# Required task a:
Count the lines in the listing below that contain the word "When", treating uppercase and lowercase as different. Please reply with the number alone.

My Money’s on Hausa

Mark Liberman at Language Log has posted another Language quiz… I love these things: the idea is that he posts an audio clip of a random language, and you pull out all your linguistic stops trying to figure out what it is.

Warning… spoilers ensue.

Or at least, if my guess turns out to be correct, then a spoiler ensues. Otherwise it’s just me babbling nonsensically.

Here’s the (very) loose transcription I came up with:

dem angong LIti shin ti mutani tere su MUtu a su ku la tin doko U SIN ji kata loko tin de SORURISE ke harbitz kinta RO masa zanga zangar.

(I’m a firm believer in using the simplest transcription conceivable when one starts transcribing an unknown language—jumping into using exotic IPA detracts from the goal at hand, at least in my experience.)

I used capitalization to indicate what sounded like tonal variation to me. As soon as I listened to the recording I suspected it was an African language, where tonal languages are rampant, but I couldn’t really tell you why. My first guess was “something Bantu” but now I think that was the wrong family.

The first bit that caught my ear was something like zanga zangar, which is spoken quite clearly. It struck me as pretty hard to transcribe incorrectly (assuming that the language was written in a Roman-letter alphabet, as many African languages are). Furthermore it seemed likely that there was some sort of, um, what’s the technical word, “process” going on there—it looked like reduplication.

So I just stuck it into Google as a phrase, like this.

Golly, that wasn’t too hard: sure looks like Hausa.

So how can we try to verify this theory… well, usually I build a corpus of the language and question and start, uh, poking at it. I hacked together some code to build a corpus using the Yahoo search API, which is quite easy to use. (I’ll post it if anyone asks.)

So anyway, after looking at bigrams and such in the corpus I noticed that zanga zangar is preceded occasionally by masu, and sure enough, another Google search turns up 33 results with the string masu zanga zangar. I’d originally transcribed it as masa.

But whatever, it’s late, you know?

# Required task b:
Rewrite everything from "So how can we" down to "late, you know?" in the Hausa post, swapping "corpus" for "collection" at each occurrence.

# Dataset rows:
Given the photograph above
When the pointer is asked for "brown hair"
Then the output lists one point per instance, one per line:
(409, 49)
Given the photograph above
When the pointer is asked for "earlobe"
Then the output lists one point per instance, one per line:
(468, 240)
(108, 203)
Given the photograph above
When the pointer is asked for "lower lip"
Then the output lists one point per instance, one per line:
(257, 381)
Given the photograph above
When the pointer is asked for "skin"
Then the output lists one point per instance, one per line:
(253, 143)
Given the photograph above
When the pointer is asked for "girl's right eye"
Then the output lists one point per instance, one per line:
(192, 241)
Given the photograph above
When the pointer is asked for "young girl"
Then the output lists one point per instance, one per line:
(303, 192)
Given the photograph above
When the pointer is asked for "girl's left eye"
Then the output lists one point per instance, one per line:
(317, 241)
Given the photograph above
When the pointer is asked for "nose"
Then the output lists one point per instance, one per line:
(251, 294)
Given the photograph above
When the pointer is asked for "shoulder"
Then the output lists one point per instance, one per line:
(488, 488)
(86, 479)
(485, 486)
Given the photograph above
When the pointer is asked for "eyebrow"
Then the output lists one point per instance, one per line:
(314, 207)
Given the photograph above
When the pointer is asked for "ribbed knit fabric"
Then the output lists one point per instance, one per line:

# Full solution a:
11

# Full solution b:
So how can we try to verify this theory… well, usually I build a collection of the language and question and start, uh, poking at it. I hacked together some code to build a collection using the Yahoo search API, which is quite easy to use. (I’ll post it if anyone asks.)

So anyway, after looking at bigrams and such in the collection I noticed that zanga zangar is preceded occasionally by masu, and sure enough, another Google search turns up 33 results with the string masu zanga zangar. I’d originally transcribed it as masa.

But whatever, it’s late, you know?